-- BEGIN Provided data --
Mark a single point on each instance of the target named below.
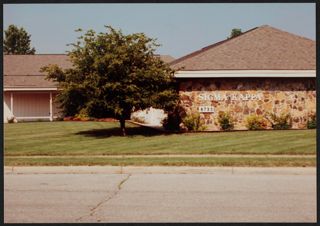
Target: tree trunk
(123, 126)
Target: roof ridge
(289, 33)
(210, 46)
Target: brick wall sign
(242, 97)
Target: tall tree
(17, 41)
(112, 75)
(235, 32)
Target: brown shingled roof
(22, 71)
(261, 48)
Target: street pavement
(159, 194)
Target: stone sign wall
(242, 97)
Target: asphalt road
(159, 194)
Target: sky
(179, 28)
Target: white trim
(29, 89)
(51, 119)
(247, 74)
(33, 117)
(11, 102)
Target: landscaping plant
-- END Provided data --
(Stated goal) Write out the whole listing above again, swapping each "roof" for "awning" and keeping everything else the same. Leave out the pictures.

(Problem solution)
Mark a single point on each instance of the target named below.
Target: tree trunk
(123, 126)
Target: awning ridge
(289, 33)
(210, 46)
Target: brick wall sign
(242, 97)
Target: tall tree
(17, 41)
(112, 75)
(235, 32)
Target: brown shingled awning
(22, 71)
(261, 48)
Target: street pavement
(159, 194)
Target: stone sign wall
(242, 97)
Target: asphalt road
(159, 194)
Target: sky
(179, 28)
Target: white trim
(29, 89)
(51, 119)
(247, 74)
(33, 117)
(11, 102)
Target: landscaping plant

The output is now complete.